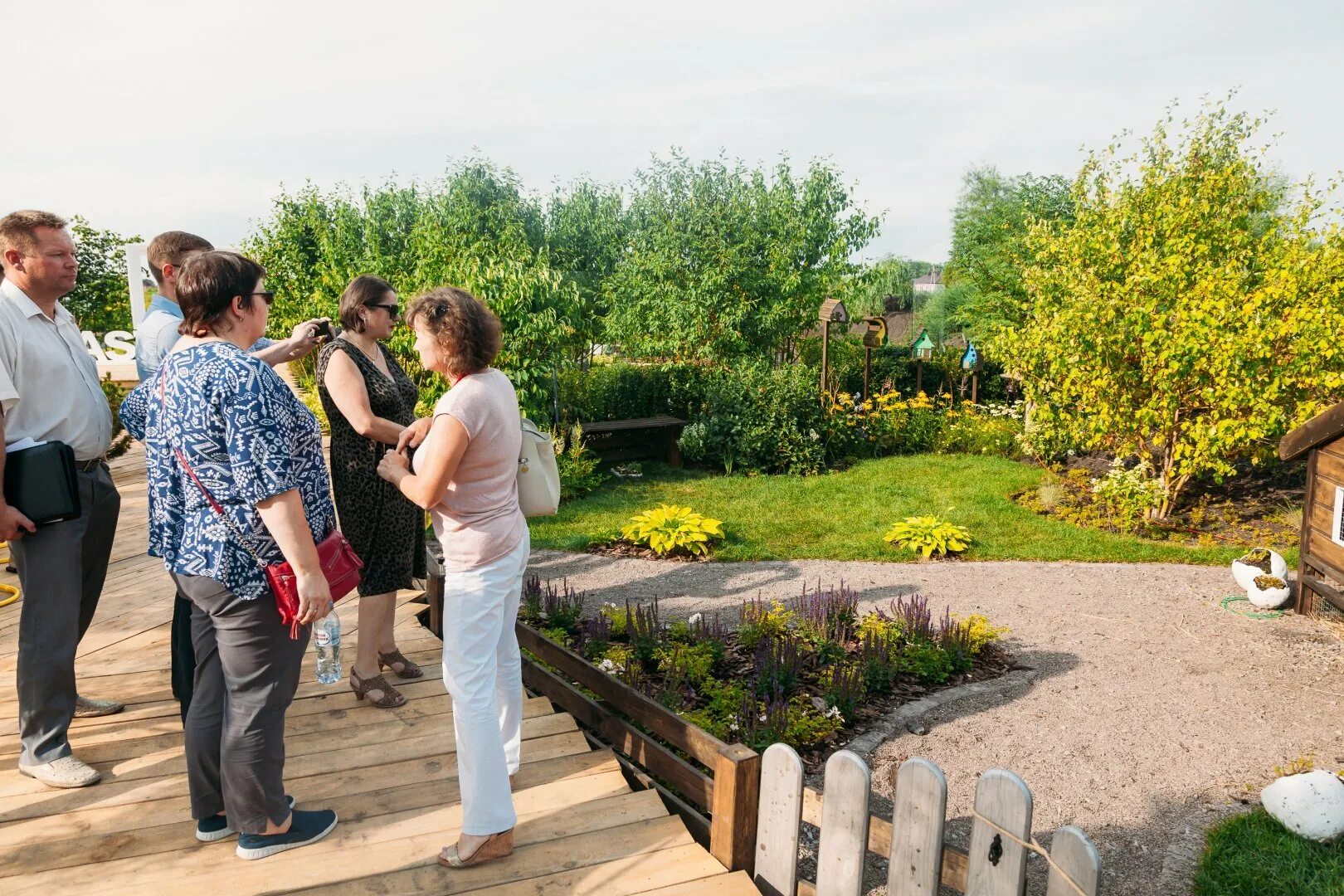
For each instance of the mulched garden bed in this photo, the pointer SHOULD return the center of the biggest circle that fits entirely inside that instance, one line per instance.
(810, 672)
(1259, 507)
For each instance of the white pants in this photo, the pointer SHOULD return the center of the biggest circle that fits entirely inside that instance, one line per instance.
(483, 672)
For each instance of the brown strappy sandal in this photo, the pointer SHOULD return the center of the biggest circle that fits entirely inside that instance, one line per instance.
(498, 846)
(392, 696)
(409, 670)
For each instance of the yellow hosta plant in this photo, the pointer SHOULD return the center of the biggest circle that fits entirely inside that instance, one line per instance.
(668, 528)
(929, 535)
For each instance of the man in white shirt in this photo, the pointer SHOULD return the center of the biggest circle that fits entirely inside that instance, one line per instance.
(50, 391)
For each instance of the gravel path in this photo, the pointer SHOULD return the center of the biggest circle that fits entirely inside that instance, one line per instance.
(1153, 711)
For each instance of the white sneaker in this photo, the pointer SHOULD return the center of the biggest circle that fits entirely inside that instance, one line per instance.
(66, 772)
(88, 707)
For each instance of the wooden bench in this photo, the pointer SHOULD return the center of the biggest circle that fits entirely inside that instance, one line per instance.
(641, 440)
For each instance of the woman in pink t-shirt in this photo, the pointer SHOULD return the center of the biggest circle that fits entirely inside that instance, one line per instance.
(465, 475)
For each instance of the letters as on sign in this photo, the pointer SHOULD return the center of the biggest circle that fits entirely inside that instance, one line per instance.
(117, 345)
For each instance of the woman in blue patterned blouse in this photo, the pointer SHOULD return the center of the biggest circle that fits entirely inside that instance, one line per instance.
(258, 451)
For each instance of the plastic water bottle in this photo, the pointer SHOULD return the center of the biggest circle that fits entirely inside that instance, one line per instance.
(327, 642)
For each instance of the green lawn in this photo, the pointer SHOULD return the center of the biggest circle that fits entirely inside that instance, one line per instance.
(843, 516)
(1253, 855)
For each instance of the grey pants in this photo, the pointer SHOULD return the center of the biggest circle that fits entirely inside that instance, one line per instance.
(246, 674)
(62, 567)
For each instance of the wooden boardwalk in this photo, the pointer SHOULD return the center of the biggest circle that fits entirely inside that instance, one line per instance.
(390, 776)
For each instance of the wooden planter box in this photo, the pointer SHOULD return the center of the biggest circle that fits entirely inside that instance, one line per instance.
(710, 783)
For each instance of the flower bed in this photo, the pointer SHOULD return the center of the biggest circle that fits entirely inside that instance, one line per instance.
(810, 672)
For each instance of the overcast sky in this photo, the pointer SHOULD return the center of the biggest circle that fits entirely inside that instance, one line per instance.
(149, 116)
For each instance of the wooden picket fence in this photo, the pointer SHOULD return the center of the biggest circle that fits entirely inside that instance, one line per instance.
(996, 864)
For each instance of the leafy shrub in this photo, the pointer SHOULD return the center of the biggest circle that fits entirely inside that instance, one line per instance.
(695, 663)
(578, 466)
(1127, 496)
(645, 631)
(926, 660)
(761, 622)
(843, 687)
(973, 430)
(619, 616)
(879, 661)
(912, 617)
(758, 419)
(778, 666)
(979, 631)
(672, 529)
(620, 391)
(877, 625)
(827, 616)
(530, 607)
(928, 535)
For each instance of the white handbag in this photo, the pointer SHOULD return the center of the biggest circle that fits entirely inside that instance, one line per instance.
(538, 475)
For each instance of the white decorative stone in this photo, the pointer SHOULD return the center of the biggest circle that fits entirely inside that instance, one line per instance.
(1244, 572)
(1309, 805)
(1268, 598)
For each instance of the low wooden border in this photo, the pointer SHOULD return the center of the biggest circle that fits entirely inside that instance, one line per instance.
(633, 726)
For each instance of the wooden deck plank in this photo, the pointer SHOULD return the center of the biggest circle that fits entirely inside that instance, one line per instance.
(397, 805)
(636, 874)
(385, 848)
(724, 884)
(437, 783)
(581, 845)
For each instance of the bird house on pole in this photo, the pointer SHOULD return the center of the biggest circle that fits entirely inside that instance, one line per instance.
(874, 334)
(921, 351)
(832, 312)
(972, 363)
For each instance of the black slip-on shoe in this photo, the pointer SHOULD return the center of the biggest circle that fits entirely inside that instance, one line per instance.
(217, 826)
(305, 828)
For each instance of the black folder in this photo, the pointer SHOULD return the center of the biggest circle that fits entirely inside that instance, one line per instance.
(42, 483)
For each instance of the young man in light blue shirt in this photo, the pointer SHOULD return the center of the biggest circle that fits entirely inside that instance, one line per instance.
(158, 332)
(155, 338)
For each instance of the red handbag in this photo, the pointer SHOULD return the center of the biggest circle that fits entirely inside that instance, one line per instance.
(338, 559)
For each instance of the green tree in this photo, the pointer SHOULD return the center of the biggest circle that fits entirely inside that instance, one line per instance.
(1190, 314)
(726, 262)
(100, 299)
(886, 285)
(474, 229)
(990, 246)
(587, 236)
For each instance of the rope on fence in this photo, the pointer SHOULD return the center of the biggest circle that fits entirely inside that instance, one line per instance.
(1034, 846)
(7, 589)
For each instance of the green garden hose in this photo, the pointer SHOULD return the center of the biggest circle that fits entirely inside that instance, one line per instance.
(7, 589)
(1249, 614)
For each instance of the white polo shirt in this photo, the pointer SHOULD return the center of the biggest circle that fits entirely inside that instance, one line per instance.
(49, 382)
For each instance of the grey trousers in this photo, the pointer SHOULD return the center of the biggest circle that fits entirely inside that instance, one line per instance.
(62, 567)
(246, 674)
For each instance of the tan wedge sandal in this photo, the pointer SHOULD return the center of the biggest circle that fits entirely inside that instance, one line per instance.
(498, 846)
(388, 660)
(392, 696)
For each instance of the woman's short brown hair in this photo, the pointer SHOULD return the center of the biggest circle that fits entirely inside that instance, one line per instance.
(468, 334)
(363, 290)
(207, 286)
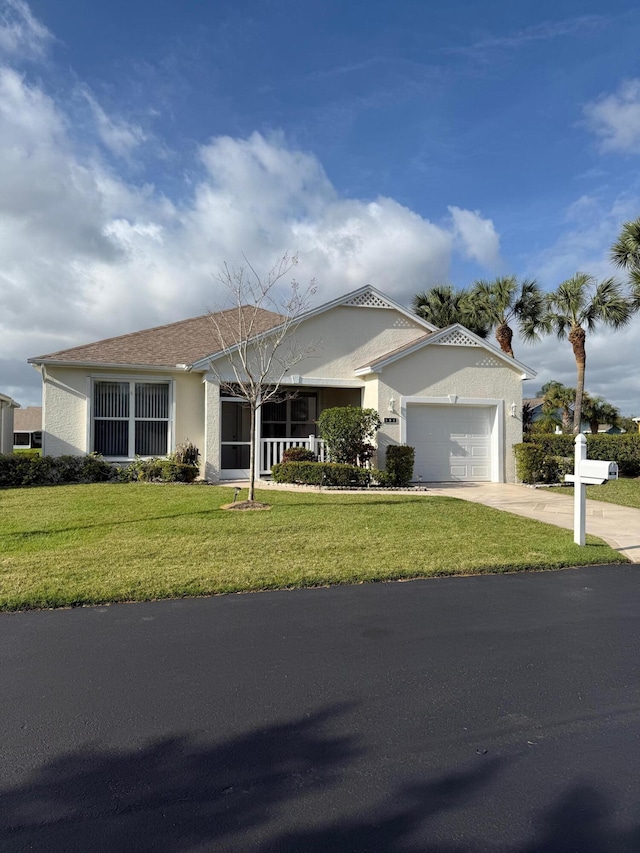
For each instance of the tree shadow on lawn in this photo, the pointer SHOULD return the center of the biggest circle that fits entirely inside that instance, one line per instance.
(252, 792)
(25, 534)
(214, 511)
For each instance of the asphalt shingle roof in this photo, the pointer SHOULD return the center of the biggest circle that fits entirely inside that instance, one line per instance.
(28, 419)
(183, 342)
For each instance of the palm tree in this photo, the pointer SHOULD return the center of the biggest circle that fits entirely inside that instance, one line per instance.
(577, 307)
(557, 397)
(596, 410)
(444, 305)
(625, 253)
(505, 300)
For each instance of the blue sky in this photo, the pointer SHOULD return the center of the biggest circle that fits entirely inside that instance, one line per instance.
(401, 144)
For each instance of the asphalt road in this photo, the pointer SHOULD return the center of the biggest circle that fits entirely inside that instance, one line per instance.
(497, 713)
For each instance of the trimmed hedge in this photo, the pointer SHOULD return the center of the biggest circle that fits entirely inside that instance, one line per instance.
(21, 470)
(159, 470)
(623, 449)
(298, 454)
(324, 474)
(534, 465)
(399, 464)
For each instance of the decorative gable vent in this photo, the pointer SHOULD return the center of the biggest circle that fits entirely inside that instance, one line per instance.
(457, 338)
(368, 300)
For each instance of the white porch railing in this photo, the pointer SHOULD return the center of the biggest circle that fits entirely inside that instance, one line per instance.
(271, 450)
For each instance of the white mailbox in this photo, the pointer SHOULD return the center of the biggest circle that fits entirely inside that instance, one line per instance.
(587, 472)
(594, 471)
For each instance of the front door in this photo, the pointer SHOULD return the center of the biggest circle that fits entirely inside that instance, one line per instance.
(236, 440)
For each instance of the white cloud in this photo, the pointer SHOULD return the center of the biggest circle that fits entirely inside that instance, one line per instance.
(87, 254)
(477, 237)
(119, 136)
(615, 118)
(21, 34)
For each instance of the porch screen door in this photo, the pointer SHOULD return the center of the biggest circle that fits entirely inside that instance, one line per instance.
(235, 440)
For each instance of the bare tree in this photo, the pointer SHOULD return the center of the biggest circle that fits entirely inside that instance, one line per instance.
(256, 327)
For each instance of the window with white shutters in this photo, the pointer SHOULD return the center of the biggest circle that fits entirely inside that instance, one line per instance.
(131, 418)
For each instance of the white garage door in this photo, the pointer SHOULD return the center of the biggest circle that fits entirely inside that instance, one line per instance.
(451, 442)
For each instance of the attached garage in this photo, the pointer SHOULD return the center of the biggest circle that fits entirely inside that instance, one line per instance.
(454, 442)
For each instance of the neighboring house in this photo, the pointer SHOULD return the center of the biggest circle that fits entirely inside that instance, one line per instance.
(450, 394)
(27, 428)
(7, 413)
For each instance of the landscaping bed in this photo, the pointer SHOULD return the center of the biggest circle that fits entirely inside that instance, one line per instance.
(99, 543)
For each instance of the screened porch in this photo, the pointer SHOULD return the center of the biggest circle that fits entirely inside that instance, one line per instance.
(290, 422)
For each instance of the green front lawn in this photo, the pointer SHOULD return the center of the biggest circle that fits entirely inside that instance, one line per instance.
(625, 492)
(71, 545)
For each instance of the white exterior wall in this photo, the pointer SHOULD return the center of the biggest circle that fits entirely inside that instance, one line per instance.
(65, 409)
(211, 453)
(6, 426)
(346, 338)
(440, 371)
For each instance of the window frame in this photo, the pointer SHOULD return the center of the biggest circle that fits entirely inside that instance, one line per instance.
(132, 380)
(288, 422)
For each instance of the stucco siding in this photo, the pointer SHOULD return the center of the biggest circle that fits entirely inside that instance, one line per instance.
(189, 408)
(345, 338)
(64, 412)
(440, 371)
(66, 407)
(211, 451)
(6, 427)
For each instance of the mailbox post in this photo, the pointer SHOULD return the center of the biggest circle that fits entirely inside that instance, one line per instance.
(586, 472)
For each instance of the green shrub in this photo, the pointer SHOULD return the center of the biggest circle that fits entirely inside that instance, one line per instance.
(23, 470)
(186, 453)
(321, 474)
(298, 454)
(159, 470)
(399, 464)
(533, 465)
(623, 449)
(348, 431)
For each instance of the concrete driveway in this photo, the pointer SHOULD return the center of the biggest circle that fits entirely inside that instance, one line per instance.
(619, 526)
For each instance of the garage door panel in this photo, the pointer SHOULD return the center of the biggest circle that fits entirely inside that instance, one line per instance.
(451, 443)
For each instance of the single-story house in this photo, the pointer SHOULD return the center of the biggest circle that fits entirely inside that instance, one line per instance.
(454, 397)
(8, 407)
(27, 428)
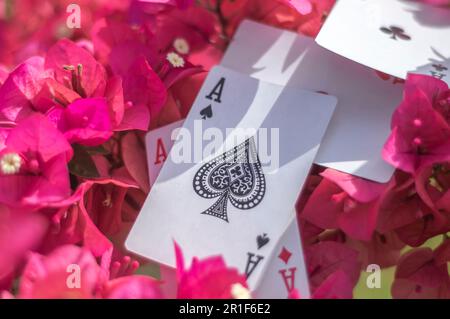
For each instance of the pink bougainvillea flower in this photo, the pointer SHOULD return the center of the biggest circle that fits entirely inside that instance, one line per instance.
(186, 31)
(209, 278)
(383, 249)
(420, 126)
(433, 186)
(346, 202)
(419, 277)
(135, 159)
(423, 228)
(96, 209)
(142, 86)
(33, 164)
(182, 4)
(78, 75)
(20, 87)
(84, 121)
(338, 285)
(437, 2)
(132, 287)
(67, 272)
(302, 6)
(76, 68)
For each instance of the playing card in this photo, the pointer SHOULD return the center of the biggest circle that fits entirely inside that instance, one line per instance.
(392, 36)
(366, 99)
(286, 268)
(158, 143)
(231, 180)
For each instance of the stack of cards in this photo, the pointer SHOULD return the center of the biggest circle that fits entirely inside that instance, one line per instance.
(225, 180)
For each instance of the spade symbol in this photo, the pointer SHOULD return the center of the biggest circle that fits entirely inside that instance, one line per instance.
(206, 112)
(234, 176)
(261, 241)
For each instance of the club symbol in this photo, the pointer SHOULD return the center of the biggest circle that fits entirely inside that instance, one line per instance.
(261, 241)
(234, 176)
(285, 255)
(396, 32)
(206, 112)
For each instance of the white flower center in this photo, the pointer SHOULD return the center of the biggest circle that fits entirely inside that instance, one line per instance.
(10, 163)
(240, 292)
(174, 59)
(181, 45)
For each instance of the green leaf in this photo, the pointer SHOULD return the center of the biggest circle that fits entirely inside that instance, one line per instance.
(82, 164)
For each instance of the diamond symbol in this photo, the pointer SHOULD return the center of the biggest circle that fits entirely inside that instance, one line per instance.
(285, 255)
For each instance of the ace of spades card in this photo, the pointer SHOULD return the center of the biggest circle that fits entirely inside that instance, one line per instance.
(233, 196)
(285, 270)
(392, 36)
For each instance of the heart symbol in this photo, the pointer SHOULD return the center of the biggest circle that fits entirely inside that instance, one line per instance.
(206, 112)
(261, 241)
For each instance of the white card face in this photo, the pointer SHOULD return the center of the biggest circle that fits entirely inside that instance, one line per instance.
(361, 122)
(286, 269)
(233, 199)
(158, 143)
(392, 36)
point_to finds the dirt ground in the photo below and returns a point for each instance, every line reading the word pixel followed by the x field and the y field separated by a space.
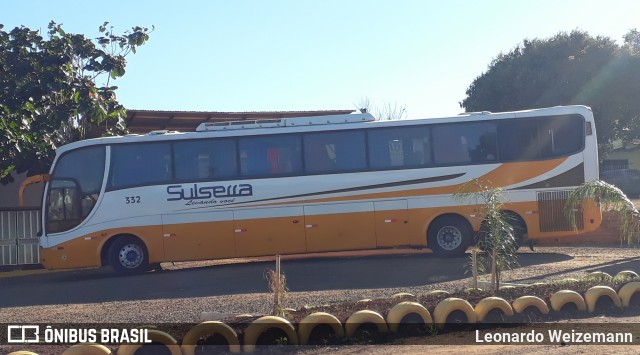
pixel 579 261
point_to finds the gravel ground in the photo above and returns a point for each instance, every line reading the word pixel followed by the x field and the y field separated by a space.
pixel 189 310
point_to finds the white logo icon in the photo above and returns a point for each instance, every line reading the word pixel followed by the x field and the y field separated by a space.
pixel 23 334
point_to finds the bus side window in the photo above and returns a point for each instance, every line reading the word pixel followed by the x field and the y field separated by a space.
pixel 205 159
pixel 329 152
pixel 275 155
pixel 140 164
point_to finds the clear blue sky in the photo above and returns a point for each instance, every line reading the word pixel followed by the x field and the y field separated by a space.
pixel 316 55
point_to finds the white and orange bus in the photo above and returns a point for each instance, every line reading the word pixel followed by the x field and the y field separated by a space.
pixel 312 184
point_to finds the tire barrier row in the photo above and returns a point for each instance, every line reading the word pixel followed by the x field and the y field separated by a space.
pixel 396 316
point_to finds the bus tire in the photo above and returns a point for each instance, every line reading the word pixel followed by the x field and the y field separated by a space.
pixel 359 318
pixel 450 305
pixel 449 235
pixel 206 329
pixel 626 274
pixel 156 336
pixel 627 292
pixel 128 255
pixel 263 324
pixel 521 304
pixel 488 304
pixel 564 297
pixel 87 349
pixel 310 322
pixel 593 294
pixel 403 309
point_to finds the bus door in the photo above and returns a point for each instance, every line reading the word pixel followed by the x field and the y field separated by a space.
pixel 202 235
pixel 392 228
pixel 340 226
pixel 269 231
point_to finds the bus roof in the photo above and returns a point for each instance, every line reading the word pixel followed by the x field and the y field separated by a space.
pixel 317 123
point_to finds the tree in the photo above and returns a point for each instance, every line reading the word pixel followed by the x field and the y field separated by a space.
pixel 612 199
pixel 48 91
pixel 497 235
pixel 387 112
pixel 569 68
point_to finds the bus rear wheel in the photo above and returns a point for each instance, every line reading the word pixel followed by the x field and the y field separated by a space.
pixel 449 236
pixel 128 255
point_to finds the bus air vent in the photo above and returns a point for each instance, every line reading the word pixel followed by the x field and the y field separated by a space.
pixel 551 211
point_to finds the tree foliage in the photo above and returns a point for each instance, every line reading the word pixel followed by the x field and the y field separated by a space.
pixel 497 235
pixel 569 68
pixel 49 95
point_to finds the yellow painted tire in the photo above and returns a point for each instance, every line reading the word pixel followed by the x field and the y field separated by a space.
pixel 261 325
pixel 438 293
pixel 87 349
pixel 361 317
pixel 155 336
pixel 627 291
pixel 488 304
pixel 563 297
pixel 310 322
pixel 598 275
pixel 524 302
pixel 626 274
pixel 209 328
pixel 449 305
pixel 403 309
pixel 570 279
pixel 539 284
pixel 593 294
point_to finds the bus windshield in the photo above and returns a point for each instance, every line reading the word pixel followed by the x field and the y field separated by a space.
pixel 74 188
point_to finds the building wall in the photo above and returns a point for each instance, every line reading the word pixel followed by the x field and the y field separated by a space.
pixel 9 193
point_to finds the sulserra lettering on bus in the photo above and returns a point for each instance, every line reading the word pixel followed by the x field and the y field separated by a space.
pixel 207 192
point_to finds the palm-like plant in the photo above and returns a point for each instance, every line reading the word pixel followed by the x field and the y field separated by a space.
pixel 611 198
pixel 496 235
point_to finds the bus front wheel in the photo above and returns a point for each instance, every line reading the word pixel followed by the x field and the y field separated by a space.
pixel 128 255
pixel 449 235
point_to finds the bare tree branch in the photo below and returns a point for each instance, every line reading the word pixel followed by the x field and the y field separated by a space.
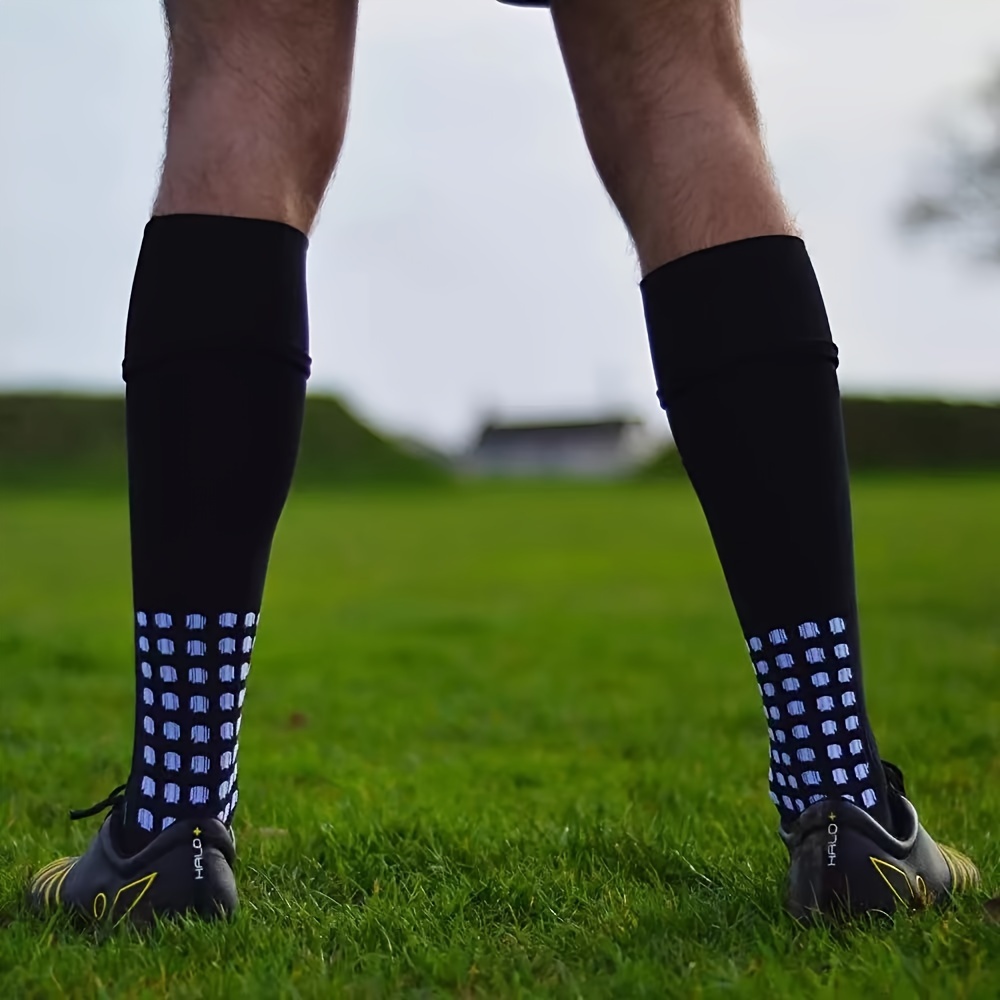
pixel 962 197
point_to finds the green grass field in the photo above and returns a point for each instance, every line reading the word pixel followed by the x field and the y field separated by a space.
pixel 503 741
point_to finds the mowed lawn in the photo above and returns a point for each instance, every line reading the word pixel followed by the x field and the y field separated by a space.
pixel 503 741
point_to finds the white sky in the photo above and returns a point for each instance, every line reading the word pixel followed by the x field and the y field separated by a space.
pixel 467 260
..............................
(WORK REQUIRED) Please print exactly the lines from the one containing "point_to finds the mowed" through the last line of the material.

(THE COMPLETED TASK)
point_to finds the mowed lawn in the photo above and returns a point for each instance, every line reading the word pixel followed by the x field and the y field separated by a space.
pixel 503 741
point_to finds the white sky in the photo above and returns a point for each instance, every line reading the word pixel followed by the x field and the y field separated by a space.
pixel 467 260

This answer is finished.